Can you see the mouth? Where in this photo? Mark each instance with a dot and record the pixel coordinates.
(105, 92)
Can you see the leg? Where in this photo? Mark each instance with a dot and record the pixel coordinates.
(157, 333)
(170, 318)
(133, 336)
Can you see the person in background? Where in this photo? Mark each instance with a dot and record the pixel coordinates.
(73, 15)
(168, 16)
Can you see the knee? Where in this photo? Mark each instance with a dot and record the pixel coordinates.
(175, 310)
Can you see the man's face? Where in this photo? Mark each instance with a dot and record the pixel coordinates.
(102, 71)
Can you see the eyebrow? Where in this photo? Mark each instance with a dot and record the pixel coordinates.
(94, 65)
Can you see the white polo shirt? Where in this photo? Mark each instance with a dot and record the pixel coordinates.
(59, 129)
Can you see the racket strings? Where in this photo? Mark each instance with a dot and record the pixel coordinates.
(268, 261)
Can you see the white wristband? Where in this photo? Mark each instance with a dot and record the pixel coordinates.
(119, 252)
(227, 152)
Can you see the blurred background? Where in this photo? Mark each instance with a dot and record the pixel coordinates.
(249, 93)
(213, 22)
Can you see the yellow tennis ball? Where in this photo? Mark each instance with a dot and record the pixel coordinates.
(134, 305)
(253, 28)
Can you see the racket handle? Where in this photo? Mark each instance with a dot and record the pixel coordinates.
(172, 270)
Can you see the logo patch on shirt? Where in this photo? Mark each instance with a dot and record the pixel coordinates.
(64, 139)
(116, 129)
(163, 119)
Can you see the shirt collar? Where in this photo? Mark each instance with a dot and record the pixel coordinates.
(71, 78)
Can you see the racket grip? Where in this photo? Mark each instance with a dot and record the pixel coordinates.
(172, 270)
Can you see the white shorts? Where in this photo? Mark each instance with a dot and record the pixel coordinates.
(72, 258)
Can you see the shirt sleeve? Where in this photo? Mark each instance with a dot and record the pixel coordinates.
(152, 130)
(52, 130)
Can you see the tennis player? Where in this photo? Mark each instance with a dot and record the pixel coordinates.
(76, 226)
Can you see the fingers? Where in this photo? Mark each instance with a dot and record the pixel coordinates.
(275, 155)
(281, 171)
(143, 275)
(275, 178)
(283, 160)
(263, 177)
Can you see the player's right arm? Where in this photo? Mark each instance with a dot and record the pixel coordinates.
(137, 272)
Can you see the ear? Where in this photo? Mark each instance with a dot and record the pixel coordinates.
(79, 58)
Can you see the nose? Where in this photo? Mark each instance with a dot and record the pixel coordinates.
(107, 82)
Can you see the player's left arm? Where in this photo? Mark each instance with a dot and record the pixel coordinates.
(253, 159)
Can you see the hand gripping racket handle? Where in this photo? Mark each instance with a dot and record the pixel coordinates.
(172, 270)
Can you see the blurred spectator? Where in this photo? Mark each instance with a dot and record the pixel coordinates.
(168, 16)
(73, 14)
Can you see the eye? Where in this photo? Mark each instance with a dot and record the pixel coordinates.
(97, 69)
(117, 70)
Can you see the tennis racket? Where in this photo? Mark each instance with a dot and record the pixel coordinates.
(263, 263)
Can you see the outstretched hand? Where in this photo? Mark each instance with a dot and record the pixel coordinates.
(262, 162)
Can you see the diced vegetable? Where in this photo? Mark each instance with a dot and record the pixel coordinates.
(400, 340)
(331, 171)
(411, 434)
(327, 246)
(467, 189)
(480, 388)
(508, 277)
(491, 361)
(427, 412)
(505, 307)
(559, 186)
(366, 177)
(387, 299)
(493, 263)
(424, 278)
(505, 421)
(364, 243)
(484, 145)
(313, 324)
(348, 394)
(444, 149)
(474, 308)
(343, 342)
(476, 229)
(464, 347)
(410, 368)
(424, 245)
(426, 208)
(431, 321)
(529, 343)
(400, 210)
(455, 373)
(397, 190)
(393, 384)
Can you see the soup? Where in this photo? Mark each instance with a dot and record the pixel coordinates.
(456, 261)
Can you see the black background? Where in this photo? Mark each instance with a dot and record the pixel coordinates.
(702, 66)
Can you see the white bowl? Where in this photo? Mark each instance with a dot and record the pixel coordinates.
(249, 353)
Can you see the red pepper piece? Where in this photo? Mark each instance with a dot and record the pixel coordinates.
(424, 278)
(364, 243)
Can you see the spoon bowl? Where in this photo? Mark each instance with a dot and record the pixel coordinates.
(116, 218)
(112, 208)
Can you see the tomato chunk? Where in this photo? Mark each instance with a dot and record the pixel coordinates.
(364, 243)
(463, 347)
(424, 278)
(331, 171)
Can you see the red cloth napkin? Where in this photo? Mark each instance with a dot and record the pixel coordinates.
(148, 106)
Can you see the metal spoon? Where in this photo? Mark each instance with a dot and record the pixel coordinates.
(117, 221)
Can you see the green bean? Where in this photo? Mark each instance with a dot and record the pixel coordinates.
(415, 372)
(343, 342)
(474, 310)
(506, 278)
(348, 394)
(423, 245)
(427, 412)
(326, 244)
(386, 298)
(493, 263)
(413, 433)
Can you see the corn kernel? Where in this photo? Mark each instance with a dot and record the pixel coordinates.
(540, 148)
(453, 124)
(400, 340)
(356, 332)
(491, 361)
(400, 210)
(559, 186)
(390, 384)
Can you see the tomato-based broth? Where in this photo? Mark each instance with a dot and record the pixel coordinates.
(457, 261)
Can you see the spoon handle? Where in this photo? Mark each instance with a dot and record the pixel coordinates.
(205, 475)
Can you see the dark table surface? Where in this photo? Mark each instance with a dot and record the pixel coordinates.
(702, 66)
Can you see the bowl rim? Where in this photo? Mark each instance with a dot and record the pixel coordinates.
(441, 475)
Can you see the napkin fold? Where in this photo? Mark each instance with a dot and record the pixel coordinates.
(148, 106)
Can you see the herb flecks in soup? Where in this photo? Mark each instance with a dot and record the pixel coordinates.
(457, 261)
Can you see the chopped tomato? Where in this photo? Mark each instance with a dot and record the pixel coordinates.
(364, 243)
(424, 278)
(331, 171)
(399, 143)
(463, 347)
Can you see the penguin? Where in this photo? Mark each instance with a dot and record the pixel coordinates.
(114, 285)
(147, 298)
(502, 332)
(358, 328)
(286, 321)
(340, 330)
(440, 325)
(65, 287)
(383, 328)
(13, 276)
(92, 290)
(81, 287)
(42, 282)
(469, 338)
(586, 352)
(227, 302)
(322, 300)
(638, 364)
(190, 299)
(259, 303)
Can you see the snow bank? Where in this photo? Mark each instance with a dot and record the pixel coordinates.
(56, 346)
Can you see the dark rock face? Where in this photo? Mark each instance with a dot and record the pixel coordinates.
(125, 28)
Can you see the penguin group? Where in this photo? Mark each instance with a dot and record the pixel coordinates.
•••••
Output each record exactly, leaving nothing out.

Can you see the mouth? Where in this photo? Mark each instance with a dot and record the pixel coordinates.
(105, 92)
Can you see the leg? Where in this photo? Mark each instance with a dot and record the pixel coordinates.
(157, 333)
(170, 318)
(133, 336)
Can you see the person in background? Where in this photo? Mark each instance with a dot and record the pixel coordinates.
(73, 15)
(168, 16)
Can you see the knee? Where in this photo? Mark each instance with a dot and record the pixel coordinates.
(175, 310)
Can you see the man's face? Where in this photo? Mark each instance with a dot and record the pixel coordinates.
(102, 71)
Can you see the eyebrow? Where in this photo? Mark each instance with a dot and record the pixel coordinates.
(94, 65)
Can you see the white polo shirt? Where in this photo? Mark each instance with a dot and record the pixel coordinates.
(59, 129)
Can you see the racket strings? Where in this photo? Mark each instance with a dot and record the pixel coordinates.
(268, 261)
Can you see the white wristband? Where in this photo? Mark each instance with a dot and record the pixel coordinates.
(119, 252)
(227, 152)
Can you see the blurred background? Where in this photo? Mark each instance with a dot and record the pixel coordinates.
(249, 93)
(213, 22)
Can you see the yellow tennis ball? Where in this photo? Mark each instance with a dot and record the pixel coordinates.
(134, 305)
(253, 28)
Can you see the racket handle? Where in this photo? Mark each instance with a dot and record the pixel coordinates.
(172, 270)
Can you see the logo patch on shirt? Where in this photo? Mark each instance with a dot and record the pixel coordinates.
(64, 139)
(116, 129)
(163, 119)
Can you see the shirt collar? Where in this photo? Mark each instance with a dot and record the pixel coordinates.
(71, 78)
Can you see the racket grip? Where in this photo? Mark each instance with a dot and record the pixel coordinates.
(172, 270)
Can you see the white shorts? Where in this photo? Mark each instance with a dot and record the pixel coordinates.
(72, 258)
Can you see the shirt sleeve? Where in this photo? Mark each instance with a dot and record the pixel coordinates.
(152, 130)
(52, 130)
Can you see the tennis player? Where in this photo? Mark each instance with a dot and record the pixel coordinates.
(76, 226)
Can you see the fingers? Where in this photo? Mark each instance with a dot and record the pixel coordinates.
(275, 155)
(281, 171)
(143, 275)
(275, 178)
(283, 160)
(263, 177)
Can you see the player's right arm? Where in this photo? Mark each instance with a dot and record the pixel coordinates.
(137, 272)
Can you see the ear? Where in this photo? Mark each instance with a dot and record the pixel coordinates.
(79, 58)
Can you see the nose? Where in this photo? Mark each instance with a dot and record the pixel coordinates.
(107, 82)
Can you see the player's left arm? Where in this photo? Mark each instance with a dot and record the pixel coordinates.
(253, 159)
Can you see the hand gripping racket handle? Where in this photo? Mark each instance with a dot and record the pixel coordinates.
(172, 270)
Can you see the blurred spectator? Where in this photo? Mark each instance with a dot and record the pixel coordinates.
(168, 16)
(73, 14)
Can you see the eye? Where in this photo? Mark each instance with a dot and record the pixel coordinates.
(97, 69)
(117, 70)
Can you see the tennis racket? Where in this photo? Mark each instance with a dot and record the pixel coordinates.
(263, 263)
Can you see the outstretched hand? Where in this photo? Mark each instance with a dot and record the pixel coordinates.
(262, 162)
Can you see the diced vegetable? Where in this photo? Mark each instance with a dot and record the pixel coordinates.
(400, 340)
(331, 171)
(411, 434)
(327, 246)
(467, 189)
(480, 388)
(508, 277)
(491, 361)
(427, 412)
(505, 307)
(559, 186)
(366, 177)
(387, 299)
(493, 263)
(424, 278)
(505, 421)
(364, 243)
(484, 145)
(313, 324)
(348, 394)
(444, 149)
(474, 308)
(343, 342)
(476, 229)
(464, 347)
(410, 368)
(424, 245)
(426, 208)
(431, 321)
(529, 343)
(400, 210)
(455, 373)
(397, 190)
(393, 384)
Can you see the soup? Where in this photo? Mark each instance with a dot and record the pixel coordinates.
(456, 261)
Can you see the black background? Where in this photo? Mark each instance with a dot and record the pixel coordinates.
(702, 66)
Can you see the white bowl? Where in this photo? Mark each instance with a dot and record the pixel coordinates.
(249, 353)
Can you see the red pepper piece? Where in this photo? Mark each instance with a dot and record the pixel coordinates.
(424, 278)
(364, 243)
Can you see the spoon bowl? Where in this photo? Mark each instance with a dot and record the pixel coordinates.
(116, 218)
(112, 208)
Can you see the tomato chunk? Where in this photo? Mark each instance with a dot and record the pixel coordinates.
(364, 243)
(463, 347)
(424, 278)
(331, 171)
Can you see the red cloth napkin? Where in this photo? Mark each instance with a dot and record the pixel coordinates.
(148, 106)
Can you see the metal spoon? Where in this photo? Mark each instance with a dot and record the pixel coordinates.
(117, 221)
Can you see the green bean? Where in this photo? Mark each instance with a dot and record the pixel coordinates.
(415, 372)
(343, 342)
(474, 310)
(506, 278)
(348, 394)
(423, 245)
(427, 412)
(326, 244)
(386, 298)
(493, 263)
(413, 433)
Can you see the corn kernel? Where in this photo? Mark each instance with a dot and record the pixel coordinates.
(540, 148)
(453, 124)
(400, 340)
(356, 332)
(491, 361)
(400, 210)
(559, 186)
(390, 384)
Can you see the tomato-based broth? Where in this photo? Mark each instance with a dot and record the pixel coordinates.
(457, 261)
Can you see the spoon handle? Where in this photo? Mark each instance with a dot and record the pixel coordinates.
(205, 475)
Can you see the dark table surface? Where in this photo? Mark each instance with a dot and record the pixel coordinates.
(702, 66)
Can you see the bowl rim? Where in this photo? Mark each instance with a dot and record the pixel coordinates.
(441, 475)
Can you see the napkin fold? Where in this photo? Mark each instance with a dot and record the pixel coordinates.
(148, 106)
Can you see the herb flecks in soup? Where in this photo? Mark each instance with a dot and record the pixel coordinates.
(457, 261)
Can you see the chopped tomato? Where in this photo? Mark each instance with a dot and record the pixel coordinates.
(364, 243)
(424, 278)
(331, 171)
(399, 143)
(463, 347)
Can you see the penguin? Where in this photo? Mark each instance with a dot and record the pixel coordinates.
(114, 285)
(147, 298)
(502, 332)
(358, 328)
(286, 321)
(340, 330)
(440, 325)
(65, 287)
(383, 328)
(13, 276)
(92, 290)
(81, 287)
(42, 282)
(469, 338)
(586, 352)
(227, 302)
(322, 300)
(638, 364)
(190, 299)
(259, 303)
Can you see the snow bank? Where in this photo? Mark each instance with a dot and record the pixel coordinates.
(56, 346)
Can you see the dark rock face? Where in this photo? Mark each instance with a dot and record the pixel coordinates.
(125, 28)
Can you see the penguin group? Where in this photo? Mark each instance with a dot and record the pixel coordinates.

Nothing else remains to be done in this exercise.